» **Provided text**:

Where did Theresa May go wrong?

Posted 10 Jun 2017 by Walaa Idris

Theresa May

In my opinion Mrs May made many mistakes. They started six weeks ago when she surprised us with a snap election. The election she fervently denied many, many times will happen any time before 2020. This was a mistake not because she changed her mind, but because of the timing. For someone who painted herself as a straightforward lady, her timing looked a tad opportune. Also, in doing that she conveniently forgot voters neither like nor respect leaders who don’t stick to their guns.

Her second mistake was running a national campaign from Downing Street with only her policy advisers as confidants, and none of the party’s political campaigners including its chief campaigner. Why hire a political strategist yet never listen to them!? If she didn’t like Lynton Crosby, she could have hired someone else. However, Crosby won David Cameron two consecutive elections and made the Tories electable for the first time in almost 20 years. That’s why she should have listen to him despite any differences they have.

» **Direction 1**: Retype the post about Theresa May's mistakes in full, word for word.
» **Direction 2**: From the records, take the line containing "One point lands on every instance of the dark" and every line after it through the one containing "pixel 227 106". Write only those lines out again with "multi-story building" replaced by "apartment tower" each time it occurs, changing nothing else.

» **The records**:
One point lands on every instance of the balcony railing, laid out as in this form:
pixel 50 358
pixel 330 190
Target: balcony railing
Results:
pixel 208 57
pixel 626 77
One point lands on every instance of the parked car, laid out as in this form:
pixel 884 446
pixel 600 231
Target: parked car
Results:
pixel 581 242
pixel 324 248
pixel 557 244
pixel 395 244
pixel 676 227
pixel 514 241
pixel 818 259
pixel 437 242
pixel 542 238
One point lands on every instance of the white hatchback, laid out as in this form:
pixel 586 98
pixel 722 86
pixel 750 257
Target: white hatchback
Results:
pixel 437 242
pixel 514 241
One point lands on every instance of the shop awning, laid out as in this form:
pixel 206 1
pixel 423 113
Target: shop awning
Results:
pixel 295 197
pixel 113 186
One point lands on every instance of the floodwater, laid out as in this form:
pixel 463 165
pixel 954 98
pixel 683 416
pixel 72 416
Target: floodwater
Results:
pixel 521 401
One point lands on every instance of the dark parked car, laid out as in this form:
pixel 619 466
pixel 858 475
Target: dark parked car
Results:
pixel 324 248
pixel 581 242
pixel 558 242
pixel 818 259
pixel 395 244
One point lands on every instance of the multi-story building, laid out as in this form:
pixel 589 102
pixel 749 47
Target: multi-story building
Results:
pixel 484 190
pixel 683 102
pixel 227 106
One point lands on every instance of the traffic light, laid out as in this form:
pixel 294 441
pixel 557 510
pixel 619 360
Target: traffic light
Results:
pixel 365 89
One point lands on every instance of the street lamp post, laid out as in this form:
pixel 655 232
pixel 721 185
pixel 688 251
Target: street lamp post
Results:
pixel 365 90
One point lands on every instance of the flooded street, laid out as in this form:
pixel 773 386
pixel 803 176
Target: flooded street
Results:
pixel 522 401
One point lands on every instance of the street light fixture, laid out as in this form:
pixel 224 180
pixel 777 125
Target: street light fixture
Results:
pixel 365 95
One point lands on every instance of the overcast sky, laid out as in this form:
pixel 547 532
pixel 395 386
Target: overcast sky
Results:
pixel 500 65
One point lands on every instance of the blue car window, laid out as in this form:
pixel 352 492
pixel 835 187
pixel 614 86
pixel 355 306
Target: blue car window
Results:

» **Answer 1**:
Where did Theresa May go wrong?

Posted 10 Jun 2017 by Walaa Idris

Theresa May

In my opinion Mrs May made many mistakes. They started six weeks ago when she surprised us with a snap election. The election she fervently denied many, many times will happen any time before 2020. This was a mistake not because she changed her mind, but because of the timing. For someone who painted herself as a straightforward lady, her timing looked a tad opportune. Also, in doing that she conveniently forgot voters neither like nor respect leaders who don’t stick to their guns.

Her second mistake was running a national campaign from Downing Street with only her policy advisers as confidants, and none of the party’s political campaigners including its chief campaigner. Why hire a political strategist yet never listen to them!? If she didn’t like Lynton Crosby, she could have hired someone else. However, Crosby won David Cameron two consecutive elections and made the Tories electable for the first time in almost 20 years. That’s why she should have listen to him despite any differences they have.

» **Answer 2**:
One point lands on every instance of the dark parked car, laid out as in this form:
pixel 619 466
pixel 858 475
Target: dark parked car
Results:
pixel 324 248
pixel 581 242
pixel 558 242
pixel 818 259
pixel 395 244
One point lands on every instance of the apartment tower, laid out as in this form:
pixel 589 102
pixel 749 47
Target: apartment tower
Results:
pixel 484 190
pixel 683 102
pixel 227 106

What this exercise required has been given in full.